> [WHAT IS NEEDED] Gather every line in the items below that contains the string "side", matching case exactly.

(Extracted items)
· · · · ·

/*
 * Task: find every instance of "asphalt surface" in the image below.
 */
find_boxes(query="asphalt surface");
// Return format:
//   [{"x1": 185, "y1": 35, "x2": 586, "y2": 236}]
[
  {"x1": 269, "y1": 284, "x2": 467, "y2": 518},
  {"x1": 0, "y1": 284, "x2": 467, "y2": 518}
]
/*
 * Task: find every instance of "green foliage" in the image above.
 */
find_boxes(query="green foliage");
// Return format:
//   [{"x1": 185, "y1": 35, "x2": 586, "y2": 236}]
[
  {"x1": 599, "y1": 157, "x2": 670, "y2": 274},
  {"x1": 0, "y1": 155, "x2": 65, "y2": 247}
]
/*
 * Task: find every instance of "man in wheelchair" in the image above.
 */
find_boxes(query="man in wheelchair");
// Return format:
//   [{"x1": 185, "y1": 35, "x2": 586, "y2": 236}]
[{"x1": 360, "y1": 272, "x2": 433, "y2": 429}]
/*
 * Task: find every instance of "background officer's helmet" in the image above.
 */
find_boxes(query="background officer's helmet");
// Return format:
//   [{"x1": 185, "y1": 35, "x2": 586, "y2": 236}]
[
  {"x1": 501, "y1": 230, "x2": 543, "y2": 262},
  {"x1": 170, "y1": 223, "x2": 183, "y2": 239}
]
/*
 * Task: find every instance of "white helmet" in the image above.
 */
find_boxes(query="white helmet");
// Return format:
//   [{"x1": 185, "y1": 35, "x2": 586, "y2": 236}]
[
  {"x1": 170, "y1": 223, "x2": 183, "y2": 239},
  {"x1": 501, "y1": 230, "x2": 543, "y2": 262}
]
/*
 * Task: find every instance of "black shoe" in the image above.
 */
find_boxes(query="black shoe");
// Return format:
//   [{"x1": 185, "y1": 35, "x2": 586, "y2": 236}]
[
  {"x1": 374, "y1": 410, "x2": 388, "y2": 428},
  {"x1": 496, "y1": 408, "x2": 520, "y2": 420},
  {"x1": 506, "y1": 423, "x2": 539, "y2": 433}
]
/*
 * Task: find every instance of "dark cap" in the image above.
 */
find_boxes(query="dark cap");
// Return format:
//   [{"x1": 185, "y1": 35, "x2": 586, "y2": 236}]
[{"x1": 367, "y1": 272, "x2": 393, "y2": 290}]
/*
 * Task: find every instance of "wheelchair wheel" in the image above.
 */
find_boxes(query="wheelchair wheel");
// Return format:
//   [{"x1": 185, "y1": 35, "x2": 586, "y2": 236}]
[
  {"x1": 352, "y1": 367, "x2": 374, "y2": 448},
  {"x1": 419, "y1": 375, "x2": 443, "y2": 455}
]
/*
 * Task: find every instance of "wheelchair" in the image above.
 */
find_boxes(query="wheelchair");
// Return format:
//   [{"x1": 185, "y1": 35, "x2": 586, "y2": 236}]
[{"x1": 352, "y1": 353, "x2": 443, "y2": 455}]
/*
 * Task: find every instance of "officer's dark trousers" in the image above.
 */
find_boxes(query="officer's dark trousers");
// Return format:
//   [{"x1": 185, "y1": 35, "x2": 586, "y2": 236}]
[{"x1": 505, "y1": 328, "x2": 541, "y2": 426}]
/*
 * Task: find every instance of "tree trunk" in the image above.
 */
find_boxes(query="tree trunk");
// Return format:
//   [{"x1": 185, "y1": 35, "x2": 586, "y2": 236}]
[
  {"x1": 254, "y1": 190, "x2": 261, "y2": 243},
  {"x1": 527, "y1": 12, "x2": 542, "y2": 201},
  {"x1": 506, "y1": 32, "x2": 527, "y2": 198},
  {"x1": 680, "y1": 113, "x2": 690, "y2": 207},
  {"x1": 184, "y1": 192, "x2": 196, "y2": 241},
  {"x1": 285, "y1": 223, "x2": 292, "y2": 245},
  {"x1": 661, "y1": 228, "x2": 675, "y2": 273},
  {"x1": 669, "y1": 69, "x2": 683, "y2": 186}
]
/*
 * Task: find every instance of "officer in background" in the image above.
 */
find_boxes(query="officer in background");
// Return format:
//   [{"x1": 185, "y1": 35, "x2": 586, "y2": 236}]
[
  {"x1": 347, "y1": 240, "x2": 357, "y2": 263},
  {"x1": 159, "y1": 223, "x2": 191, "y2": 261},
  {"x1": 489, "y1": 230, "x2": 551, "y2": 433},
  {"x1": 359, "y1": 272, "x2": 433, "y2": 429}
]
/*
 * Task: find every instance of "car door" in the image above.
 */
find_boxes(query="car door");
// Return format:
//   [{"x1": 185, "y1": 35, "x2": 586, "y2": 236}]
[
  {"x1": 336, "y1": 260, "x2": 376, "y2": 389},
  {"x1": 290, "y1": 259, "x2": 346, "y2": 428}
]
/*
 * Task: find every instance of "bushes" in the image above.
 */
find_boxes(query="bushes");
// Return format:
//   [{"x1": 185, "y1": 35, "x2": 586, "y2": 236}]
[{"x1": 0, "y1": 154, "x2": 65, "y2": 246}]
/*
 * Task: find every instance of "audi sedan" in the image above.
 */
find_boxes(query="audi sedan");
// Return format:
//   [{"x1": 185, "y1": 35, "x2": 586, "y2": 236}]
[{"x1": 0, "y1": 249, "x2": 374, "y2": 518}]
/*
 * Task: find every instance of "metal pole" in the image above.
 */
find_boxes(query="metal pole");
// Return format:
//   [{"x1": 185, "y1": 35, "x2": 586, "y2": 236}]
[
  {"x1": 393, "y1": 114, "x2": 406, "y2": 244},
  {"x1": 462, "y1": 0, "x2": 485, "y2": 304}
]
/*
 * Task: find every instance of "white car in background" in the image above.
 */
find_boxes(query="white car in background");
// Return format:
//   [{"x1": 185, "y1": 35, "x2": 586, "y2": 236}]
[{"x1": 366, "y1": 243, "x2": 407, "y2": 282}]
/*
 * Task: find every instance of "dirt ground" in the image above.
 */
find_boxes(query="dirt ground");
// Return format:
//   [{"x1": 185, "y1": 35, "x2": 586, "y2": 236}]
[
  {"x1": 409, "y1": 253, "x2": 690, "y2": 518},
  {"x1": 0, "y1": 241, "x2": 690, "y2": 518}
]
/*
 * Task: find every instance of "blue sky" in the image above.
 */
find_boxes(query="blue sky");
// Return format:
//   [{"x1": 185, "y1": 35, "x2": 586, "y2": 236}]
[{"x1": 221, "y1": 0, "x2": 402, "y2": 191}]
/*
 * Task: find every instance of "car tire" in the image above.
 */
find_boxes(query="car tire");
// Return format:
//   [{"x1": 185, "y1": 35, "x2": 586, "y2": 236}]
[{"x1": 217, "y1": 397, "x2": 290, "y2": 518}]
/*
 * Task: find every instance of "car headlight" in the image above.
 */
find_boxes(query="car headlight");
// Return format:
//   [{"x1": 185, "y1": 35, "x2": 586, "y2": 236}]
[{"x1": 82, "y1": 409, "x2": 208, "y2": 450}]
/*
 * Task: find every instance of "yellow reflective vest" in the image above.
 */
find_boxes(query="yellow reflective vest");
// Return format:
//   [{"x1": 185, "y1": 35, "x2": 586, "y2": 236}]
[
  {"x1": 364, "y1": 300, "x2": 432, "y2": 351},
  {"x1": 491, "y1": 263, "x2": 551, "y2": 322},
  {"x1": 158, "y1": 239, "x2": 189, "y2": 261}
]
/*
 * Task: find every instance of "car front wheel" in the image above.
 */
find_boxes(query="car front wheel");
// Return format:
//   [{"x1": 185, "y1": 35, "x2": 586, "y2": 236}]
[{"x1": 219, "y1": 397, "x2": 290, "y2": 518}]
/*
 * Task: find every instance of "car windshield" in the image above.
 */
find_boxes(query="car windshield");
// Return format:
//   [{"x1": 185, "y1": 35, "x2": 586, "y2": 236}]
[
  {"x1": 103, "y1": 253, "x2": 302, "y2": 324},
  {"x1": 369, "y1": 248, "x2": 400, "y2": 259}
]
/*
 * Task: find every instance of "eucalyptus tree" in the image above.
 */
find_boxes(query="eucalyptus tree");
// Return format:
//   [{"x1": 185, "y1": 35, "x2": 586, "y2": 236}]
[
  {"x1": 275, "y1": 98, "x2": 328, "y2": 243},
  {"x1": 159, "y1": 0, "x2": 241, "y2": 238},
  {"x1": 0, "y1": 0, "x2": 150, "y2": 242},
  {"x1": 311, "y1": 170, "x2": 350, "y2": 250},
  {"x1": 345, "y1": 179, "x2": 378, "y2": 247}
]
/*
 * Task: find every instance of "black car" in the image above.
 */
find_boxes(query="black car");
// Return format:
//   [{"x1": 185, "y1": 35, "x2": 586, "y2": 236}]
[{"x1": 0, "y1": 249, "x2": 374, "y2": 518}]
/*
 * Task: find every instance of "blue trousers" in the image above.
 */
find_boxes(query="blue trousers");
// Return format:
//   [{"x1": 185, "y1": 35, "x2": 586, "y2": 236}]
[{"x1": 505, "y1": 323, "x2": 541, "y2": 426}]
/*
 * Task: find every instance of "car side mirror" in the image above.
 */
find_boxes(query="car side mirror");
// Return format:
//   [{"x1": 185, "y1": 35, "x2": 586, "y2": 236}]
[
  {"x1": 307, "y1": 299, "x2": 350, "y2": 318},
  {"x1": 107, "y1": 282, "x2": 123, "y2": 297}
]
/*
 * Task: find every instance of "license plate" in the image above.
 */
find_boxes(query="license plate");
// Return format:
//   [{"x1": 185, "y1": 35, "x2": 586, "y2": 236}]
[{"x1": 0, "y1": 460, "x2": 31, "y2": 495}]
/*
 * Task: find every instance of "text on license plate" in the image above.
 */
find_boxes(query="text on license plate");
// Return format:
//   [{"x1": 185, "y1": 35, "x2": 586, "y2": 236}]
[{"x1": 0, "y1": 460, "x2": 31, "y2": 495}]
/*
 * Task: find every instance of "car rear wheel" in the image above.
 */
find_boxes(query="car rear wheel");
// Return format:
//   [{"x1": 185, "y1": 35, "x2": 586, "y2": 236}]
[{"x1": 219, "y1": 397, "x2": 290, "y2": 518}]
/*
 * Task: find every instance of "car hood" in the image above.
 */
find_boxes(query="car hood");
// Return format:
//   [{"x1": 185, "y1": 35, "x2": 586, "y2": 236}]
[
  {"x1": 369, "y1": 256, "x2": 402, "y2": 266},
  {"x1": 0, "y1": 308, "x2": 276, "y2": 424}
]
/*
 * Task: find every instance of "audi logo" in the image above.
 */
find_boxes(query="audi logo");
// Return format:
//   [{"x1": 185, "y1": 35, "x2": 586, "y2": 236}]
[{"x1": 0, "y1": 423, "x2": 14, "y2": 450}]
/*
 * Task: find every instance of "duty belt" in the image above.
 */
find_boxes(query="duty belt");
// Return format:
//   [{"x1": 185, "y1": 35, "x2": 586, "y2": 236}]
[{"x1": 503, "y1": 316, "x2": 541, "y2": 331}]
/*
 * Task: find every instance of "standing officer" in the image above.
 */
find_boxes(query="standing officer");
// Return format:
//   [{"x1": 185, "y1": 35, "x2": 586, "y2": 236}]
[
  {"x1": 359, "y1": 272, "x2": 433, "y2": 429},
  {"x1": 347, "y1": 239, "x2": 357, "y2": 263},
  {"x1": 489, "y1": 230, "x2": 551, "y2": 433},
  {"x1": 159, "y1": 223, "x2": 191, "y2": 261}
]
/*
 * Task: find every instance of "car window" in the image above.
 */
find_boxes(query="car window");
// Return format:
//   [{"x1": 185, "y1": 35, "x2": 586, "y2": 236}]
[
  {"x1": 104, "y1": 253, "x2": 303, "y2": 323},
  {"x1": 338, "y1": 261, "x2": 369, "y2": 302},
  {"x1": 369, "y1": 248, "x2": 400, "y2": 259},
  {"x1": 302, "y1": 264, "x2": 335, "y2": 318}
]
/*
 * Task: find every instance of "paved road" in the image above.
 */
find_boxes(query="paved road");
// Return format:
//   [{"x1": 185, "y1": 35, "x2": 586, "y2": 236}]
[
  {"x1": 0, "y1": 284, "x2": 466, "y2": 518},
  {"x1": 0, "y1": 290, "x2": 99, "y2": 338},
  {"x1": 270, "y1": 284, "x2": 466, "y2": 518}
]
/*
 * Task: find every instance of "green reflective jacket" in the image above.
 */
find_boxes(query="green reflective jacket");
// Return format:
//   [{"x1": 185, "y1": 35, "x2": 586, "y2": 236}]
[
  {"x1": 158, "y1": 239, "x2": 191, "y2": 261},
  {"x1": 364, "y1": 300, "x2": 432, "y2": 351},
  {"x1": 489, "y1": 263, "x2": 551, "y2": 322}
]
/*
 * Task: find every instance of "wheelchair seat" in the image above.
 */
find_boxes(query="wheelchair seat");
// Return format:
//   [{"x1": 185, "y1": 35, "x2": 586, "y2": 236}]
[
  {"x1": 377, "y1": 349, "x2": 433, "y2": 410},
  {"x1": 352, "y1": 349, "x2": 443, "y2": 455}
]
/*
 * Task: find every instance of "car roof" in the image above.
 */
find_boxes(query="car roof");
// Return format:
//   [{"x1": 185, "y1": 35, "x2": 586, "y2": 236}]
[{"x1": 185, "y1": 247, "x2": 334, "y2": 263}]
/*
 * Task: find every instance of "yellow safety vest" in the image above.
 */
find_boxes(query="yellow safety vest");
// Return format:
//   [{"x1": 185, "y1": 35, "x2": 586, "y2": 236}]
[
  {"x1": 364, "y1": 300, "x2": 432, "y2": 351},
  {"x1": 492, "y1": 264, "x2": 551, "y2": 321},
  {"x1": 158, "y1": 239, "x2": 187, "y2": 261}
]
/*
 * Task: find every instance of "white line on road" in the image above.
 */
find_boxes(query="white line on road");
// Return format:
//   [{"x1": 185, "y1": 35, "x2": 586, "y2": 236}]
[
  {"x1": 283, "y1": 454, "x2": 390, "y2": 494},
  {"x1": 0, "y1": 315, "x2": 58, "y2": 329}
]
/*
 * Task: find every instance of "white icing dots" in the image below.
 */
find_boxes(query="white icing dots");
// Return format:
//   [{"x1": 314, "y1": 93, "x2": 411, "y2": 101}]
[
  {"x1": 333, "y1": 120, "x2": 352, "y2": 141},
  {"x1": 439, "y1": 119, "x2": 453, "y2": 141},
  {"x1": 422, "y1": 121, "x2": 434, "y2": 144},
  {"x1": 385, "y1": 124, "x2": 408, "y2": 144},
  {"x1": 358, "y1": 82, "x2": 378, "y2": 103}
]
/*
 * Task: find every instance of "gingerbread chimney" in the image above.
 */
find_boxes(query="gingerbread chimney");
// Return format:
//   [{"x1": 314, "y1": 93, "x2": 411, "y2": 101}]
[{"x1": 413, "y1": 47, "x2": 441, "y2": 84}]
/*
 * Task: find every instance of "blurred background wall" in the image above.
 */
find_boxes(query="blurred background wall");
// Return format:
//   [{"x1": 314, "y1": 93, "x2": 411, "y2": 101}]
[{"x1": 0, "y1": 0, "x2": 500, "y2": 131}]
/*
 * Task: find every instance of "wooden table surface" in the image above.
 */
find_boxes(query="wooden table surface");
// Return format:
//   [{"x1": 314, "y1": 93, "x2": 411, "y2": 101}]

· · · · ·

> [TASK OUTPUT]
 * Task: find every instance of "car side mirror" in the image above.
find_boxes(query="car side mirror");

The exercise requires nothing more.